** How to complete this task **
Every entry that follows is to be duplicated exactly.

[Collected data]
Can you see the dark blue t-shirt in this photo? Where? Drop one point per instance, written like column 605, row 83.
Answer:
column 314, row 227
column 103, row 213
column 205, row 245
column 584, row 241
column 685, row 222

** Solved exercise **
Can you see the dark blue t-shirt in this photo? Where? Drop one point per instance, written like column 605, row 83.
Answer:
column 314, row 227
column 103, row 213
column 205, row 245
column 584, row 241
column 685, row 222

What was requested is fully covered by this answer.